* _TASK OBJECTIVE_: Arrange the lines below as a numbered list, from the first line through the line containing "xmin=72 ymin=13 xmax=101 ymax=54", inclusive, and leave out any blank lines.

# Start of INPUT FOR THIS TASK

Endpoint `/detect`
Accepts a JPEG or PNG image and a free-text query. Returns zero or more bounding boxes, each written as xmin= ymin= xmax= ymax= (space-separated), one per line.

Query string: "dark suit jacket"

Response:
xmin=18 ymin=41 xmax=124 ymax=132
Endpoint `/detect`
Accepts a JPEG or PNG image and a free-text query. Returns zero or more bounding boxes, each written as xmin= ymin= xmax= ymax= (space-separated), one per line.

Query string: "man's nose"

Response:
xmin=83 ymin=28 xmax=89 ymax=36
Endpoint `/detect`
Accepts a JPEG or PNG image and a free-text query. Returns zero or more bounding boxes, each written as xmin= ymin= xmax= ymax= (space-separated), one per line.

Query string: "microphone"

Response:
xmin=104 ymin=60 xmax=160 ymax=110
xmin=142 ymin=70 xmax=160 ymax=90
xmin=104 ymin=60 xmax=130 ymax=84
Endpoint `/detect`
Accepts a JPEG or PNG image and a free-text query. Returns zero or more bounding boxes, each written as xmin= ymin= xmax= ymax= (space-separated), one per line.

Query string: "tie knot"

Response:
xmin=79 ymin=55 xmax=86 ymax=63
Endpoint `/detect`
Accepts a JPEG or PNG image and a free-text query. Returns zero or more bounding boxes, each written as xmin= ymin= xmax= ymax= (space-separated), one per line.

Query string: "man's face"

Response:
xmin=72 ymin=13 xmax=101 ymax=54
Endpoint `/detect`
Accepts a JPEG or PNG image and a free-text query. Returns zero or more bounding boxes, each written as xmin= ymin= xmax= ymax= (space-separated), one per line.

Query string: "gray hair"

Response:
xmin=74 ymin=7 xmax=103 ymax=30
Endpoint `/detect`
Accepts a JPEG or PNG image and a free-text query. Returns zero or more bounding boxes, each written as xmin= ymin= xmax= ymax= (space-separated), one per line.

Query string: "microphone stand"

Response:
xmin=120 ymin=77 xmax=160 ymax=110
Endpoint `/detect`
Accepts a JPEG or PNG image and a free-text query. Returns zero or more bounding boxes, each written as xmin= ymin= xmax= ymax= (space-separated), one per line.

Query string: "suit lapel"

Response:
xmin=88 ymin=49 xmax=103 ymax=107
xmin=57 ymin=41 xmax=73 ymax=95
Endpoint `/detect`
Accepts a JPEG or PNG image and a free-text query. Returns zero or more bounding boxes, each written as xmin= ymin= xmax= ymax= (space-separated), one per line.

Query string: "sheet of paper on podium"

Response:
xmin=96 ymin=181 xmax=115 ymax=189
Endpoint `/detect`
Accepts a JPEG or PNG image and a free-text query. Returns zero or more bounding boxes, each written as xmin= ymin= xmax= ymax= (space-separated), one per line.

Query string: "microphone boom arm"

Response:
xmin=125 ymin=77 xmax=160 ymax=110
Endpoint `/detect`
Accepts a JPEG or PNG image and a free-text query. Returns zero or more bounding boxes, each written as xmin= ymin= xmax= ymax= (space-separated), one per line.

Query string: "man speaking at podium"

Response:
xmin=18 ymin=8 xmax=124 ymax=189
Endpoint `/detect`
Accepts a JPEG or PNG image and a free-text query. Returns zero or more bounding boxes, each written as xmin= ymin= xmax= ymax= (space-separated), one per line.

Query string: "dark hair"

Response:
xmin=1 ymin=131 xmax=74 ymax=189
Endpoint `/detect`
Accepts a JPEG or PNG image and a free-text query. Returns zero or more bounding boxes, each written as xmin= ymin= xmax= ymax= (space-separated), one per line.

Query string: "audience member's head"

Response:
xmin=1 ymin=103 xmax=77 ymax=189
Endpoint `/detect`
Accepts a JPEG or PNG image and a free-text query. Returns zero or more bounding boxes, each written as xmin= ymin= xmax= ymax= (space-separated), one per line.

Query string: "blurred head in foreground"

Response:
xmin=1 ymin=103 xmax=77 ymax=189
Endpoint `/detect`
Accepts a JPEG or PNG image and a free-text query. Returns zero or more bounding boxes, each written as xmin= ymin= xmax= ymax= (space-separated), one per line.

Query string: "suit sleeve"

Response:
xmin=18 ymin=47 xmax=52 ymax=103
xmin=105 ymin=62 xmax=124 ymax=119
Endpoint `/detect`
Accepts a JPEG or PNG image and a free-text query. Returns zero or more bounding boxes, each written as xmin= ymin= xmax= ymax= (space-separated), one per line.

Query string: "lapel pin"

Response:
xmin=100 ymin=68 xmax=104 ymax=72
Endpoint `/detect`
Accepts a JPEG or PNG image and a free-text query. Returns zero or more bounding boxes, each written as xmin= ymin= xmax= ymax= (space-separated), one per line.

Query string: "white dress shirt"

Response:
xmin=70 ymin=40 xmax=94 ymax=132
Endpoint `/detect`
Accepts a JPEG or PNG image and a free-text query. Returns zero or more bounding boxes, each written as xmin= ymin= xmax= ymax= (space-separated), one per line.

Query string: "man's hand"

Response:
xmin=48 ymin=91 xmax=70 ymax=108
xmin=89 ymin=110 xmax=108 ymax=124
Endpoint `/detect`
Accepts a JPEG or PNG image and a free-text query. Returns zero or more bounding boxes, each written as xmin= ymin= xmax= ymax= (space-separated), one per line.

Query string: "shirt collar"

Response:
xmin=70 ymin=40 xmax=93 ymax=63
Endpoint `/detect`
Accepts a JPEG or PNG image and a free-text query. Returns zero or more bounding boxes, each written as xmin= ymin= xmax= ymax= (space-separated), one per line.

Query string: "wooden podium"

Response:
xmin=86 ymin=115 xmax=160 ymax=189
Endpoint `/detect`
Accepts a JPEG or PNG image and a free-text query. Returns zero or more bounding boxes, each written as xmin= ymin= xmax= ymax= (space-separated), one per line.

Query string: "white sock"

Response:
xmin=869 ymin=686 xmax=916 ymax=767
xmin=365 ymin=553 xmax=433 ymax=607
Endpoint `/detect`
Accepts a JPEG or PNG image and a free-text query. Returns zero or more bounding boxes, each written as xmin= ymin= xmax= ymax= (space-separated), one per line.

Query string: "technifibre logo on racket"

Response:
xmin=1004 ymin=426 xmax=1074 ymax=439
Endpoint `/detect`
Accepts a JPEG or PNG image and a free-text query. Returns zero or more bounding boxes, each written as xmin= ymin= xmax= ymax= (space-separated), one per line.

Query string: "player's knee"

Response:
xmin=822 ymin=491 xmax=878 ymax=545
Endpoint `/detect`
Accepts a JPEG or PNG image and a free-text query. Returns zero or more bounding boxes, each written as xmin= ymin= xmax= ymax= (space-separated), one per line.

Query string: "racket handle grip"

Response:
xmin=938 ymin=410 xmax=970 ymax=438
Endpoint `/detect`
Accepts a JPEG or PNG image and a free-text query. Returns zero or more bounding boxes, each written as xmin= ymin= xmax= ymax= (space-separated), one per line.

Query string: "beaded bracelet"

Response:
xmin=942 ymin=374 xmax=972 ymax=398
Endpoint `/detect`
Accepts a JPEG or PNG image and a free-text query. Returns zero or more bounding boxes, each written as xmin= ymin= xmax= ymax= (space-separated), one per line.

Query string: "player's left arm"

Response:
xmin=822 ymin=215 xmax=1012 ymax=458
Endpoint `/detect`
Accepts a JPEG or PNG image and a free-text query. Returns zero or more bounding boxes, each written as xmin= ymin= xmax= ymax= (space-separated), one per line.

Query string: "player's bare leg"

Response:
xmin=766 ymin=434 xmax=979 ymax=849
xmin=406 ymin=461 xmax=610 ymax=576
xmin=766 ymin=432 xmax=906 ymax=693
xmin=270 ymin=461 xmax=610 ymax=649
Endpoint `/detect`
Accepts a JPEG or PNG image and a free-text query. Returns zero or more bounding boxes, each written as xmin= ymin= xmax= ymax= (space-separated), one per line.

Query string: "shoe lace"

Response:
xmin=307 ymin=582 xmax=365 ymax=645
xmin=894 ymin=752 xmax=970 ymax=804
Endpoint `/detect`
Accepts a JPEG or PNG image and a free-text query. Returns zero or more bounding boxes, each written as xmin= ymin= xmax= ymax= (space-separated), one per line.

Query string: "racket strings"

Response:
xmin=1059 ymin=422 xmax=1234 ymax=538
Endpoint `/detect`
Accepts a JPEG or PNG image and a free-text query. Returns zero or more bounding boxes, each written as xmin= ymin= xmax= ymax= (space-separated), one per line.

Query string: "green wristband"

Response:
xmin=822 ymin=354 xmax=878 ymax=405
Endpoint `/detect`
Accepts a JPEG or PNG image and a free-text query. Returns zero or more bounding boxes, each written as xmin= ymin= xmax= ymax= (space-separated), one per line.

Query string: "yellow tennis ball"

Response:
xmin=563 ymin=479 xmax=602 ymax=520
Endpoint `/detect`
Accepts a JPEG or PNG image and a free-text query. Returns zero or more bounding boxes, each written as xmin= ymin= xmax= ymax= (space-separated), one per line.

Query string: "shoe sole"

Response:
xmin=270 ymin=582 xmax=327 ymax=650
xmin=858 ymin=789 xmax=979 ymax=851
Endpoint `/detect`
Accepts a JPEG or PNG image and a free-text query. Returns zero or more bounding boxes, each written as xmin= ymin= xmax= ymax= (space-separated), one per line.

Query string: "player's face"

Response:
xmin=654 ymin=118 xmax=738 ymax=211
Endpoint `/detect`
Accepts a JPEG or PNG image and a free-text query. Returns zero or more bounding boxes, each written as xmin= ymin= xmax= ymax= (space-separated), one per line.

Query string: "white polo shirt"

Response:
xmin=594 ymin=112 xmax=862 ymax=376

# End of INPUT FOR THIS TASK

* _RESPONSE TO THIS TASK_:
1. Endpoint `/detect`
2. Accepts a JPEG or PNG image and a free-text query. Returns zero or more bounding boxes, each written as xmin= ymin= xmax= ymax= (space-separated), one per line.
3. Query string: "dark suit jacket"
4. Response:
5. xmin=18 ymin=41 xmax=124 ymax=132
6. Endpoint `/detect`
7. Accepts a JPEG or PNG image and a free-text query. Returns zero or more bounding boxes, each written as xmin= ymin= xmax= ymax= (space-separated), one per line.
8. Query string: "man's nose"
9. Response:
10. xmin=83 ymin=28 xmax=89 ymax=36
11. Endpoint `/detect`
12. Accepts a JPEG or PNG image and a free-text query. Returns zero or more bounding boxes, each written as xmin= ymin= xmax= ymax= (space-separated), one per line.
13. Query string: "microphone"
14. Response:
15. xmin=104 ymin=60 xmax=160 ymax=110
16. xmin=142 ymin=70 xmax=160 ymax=90
17. xmin=104 ymin=60 xmax=130 ymax=84
18. Endpoint `/detect`
19. Accepts a JPEG or PNG image and a free-text query. Returns zero or more bounding boxes, each written as xmin= ymin= xmax= ymax= (space-separated), one per line.
20. Query string: "tie knot"
21. Response:
22. xmin=79 ymin=55 xmax=86 ymax=63
23. Endpoint `/detect`
24. Accepts a JPEG or PNG image and a free-text query. Returns zero or more bounding boxes, each written as xmin= ymin= xmax= ymax= (space-separated), one per line.
25. Query string: "man's face"
26. Response:
27. xmin=72 ymin=13 xmax=101 ymax=54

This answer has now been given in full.